Given records ::
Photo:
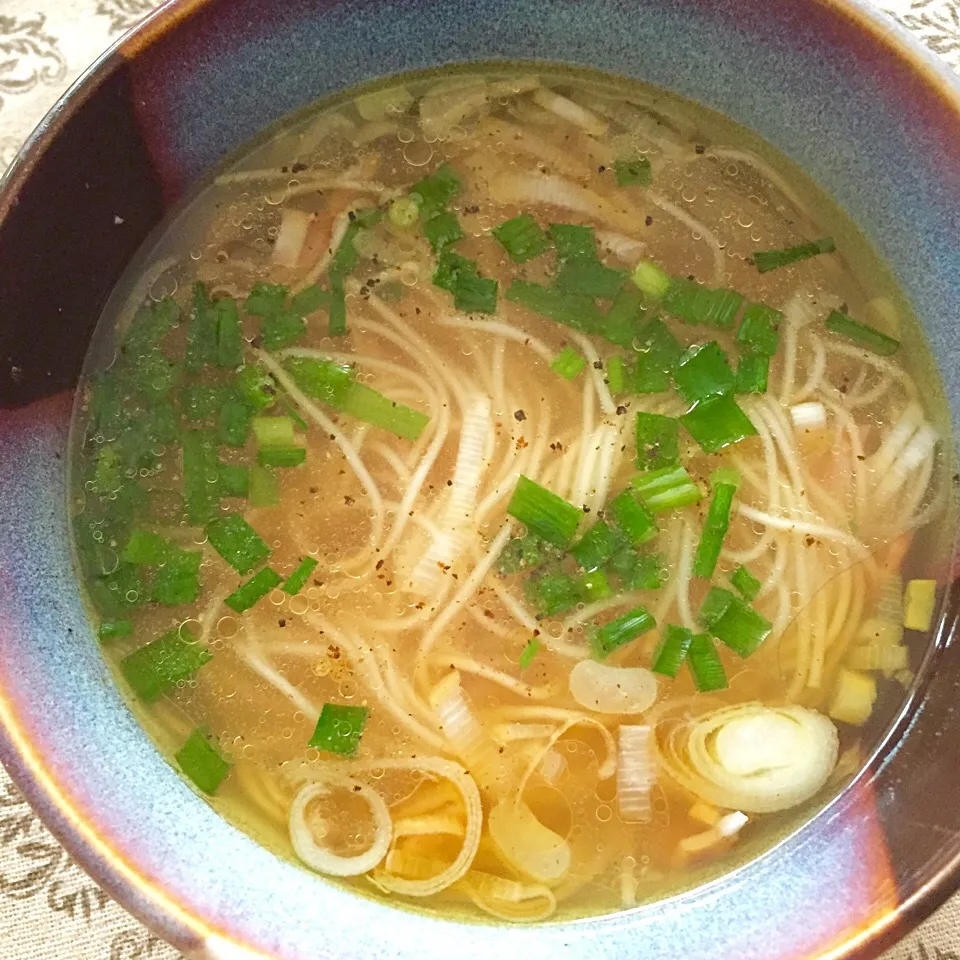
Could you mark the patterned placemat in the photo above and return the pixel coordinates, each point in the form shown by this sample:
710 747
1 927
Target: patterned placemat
49 908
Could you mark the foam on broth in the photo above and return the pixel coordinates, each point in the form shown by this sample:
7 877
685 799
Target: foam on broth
433 650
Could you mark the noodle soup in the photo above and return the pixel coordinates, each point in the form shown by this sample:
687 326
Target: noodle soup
501 491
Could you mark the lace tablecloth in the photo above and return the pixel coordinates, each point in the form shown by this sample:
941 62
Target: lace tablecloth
49 908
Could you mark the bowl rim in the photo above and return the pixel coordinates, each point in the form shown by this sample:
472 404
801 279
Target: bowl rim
181 925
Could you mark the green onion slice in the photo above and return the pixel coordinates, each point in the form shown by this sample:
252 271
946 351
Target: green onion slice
568 363
725 483
862 334
717 422
765 260
544 513
254 590
669 488
521 237
339 729
672 650
237 542
705 664
202 762
615 634
160 665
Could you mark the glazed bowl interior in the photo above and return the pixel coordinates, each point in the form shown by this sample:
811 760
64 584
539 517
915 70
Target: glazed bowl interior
868 117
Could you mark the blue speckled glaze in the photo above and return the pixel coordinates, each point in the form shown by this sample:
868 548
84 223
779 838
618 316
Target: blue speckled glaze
873 123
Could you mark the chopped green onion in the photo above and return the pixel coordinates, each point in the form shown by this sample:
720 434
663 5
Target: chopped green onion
637 571
256 387
282 329
862 334
573 241
324 380
571 309
658 441
753 372
160 665
568 363
746 584
544 513
201 494
233 422
672 650
552 593
298 579
590 278
281 456
717 422
705 664
740 627
615 634
404 212
471 292
759 329
725 484
669 488
254 590
695 304
765 260
521 237
309 300
635 521
145 549
634 172
595 586
596 546
114 630
442 230
339 729
177 580
702 372
237 542
121 589
522 553
622 319
372 407
714 606
530 650
616 374
273 431
234 479
657 359
264 489
651 280
434 192
202 763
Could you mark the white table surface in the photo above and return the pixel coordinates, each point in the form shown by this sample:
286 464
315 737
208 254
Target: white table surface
49 908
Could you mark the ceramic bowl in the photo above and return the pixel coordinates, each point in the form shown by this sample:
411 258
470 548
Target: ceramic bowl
839 90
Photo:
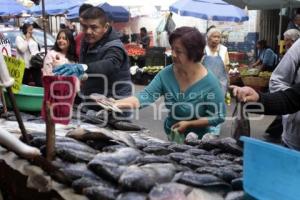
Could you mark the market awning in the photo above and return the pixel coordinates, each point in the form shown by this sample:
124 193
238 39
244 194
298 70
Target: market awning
55 7
115 13
9 7
216 10
264 4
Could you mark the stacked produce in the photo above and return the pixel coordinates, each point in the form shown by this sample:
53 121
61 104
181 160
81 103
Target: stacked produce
152 69
109 164
134 50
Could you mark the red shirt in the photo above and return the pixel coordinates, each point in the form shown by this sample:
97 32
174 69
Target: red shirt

Required work :: Switch every "pixel coordinates" in the data above to "image coordinates" and write the data out again with nothing else changed, leaving out the pictures.

Response to this exercise ::
Photo:
Could you mark the patterned placemat in the photo above and return the image coordinates, each point in the form shown by this sample:
710 747
1 927
Target: patterned placemat
49 908
Could you mark the foam on broth in the photo above and return the image coordinates, each point in the form shown by this sample:
7 877
685 799
Target: foam on broth
433 650
Could you mark the noodle soup in the photo above and return the image coordinates, each point in the form shown by this sample:
687 326
Target: noodle soup
501 491
Could you mark the lace tablecloth in the photo above and return the image coordinates, each point in the form shown by this sample:
941 62
Target: lace tablecloth
49 908
Could you mark the bowl rim in the photo above and return the image coordinates, each point in the form shown by this sample:
472 404
801 279
Target: bowl rim
181 925
Could you mark the green onion slice in the photo above and return the image coordinates, each point in the form shown by this sample:
252 271
946 351
Target: green onion slice
568 363
725 483
862 334
717 422
765 260
544 513
254 590
669 488
521 237
339 729
672 650
237 542
705 664
202 762
615 634
160 665
Could you mark the glazed bowl interior in the photo above and return the image coordinates, each point in the form shown by this sample:
811 760
64 584
539 517
915 70
Target: glazed bowl interior
868 117
Could you mark the blue speckled glaze in the photo above and return the image coordinates, each point in the form shown by this sample:
868 548
84 223
779 838
618 316
Target: blue speckled glaze
873 123
Could you mark the chopped green onion in the photo above and return the image coordinates, each point in the form shown by this sample:
720 434
663 5
Target: chopped green onion
637 571
256 387
282 329
862 334
573 241
324 380
571 309
658 441
753 372
160 665
568 363
746 584
544 513
201 494
233 422
672 650
552 593
298 579
590 278
281 456
717 422
705 664
740 627
615 634
404 212
471 292
759 329
725 484
669 488
254 590
695 304
765 260
521 237
309 300
635 521
145 549
634 172
595 586
596 546
114 630
442 230
339 729
177 580
702 372
237 542
121 589
522 553
622 319
372 407
714 606
530 650
616 374
273 431
234 479
657 359
264 489
651 280
434 192
202 763
Could you mark the white table surface in the photo above and return the image coordinates, each point in the form shown by this sample:
286 464
315 737
208 254
Target: white table surface
49 908
Could you mark the ceramic bowl in the photo above and return the image coordinates, each point in the form shown by this sample:
411 258
470 548
Target: ceramic bowl
839 90
Photo:
Could you mark the market awning in the photo above and return the image coordinates, each point in the form shown by this sample:
124 193
238 39
244 194
298 70
Target: market awning
55 7
115 13
9 7
216 10
264 4
Could you mark the stacked produce in the photo above and return the image coordinates, each point in the form shown by this sample:
53 121
61 104
181 160
81 103
Target: stacked produce
152 69
109 164
134 50
Could you mark the red shirt in the photo above and return the image coordinates, each point in the form shown by this sample:
97 32
174 69
Target: red shirt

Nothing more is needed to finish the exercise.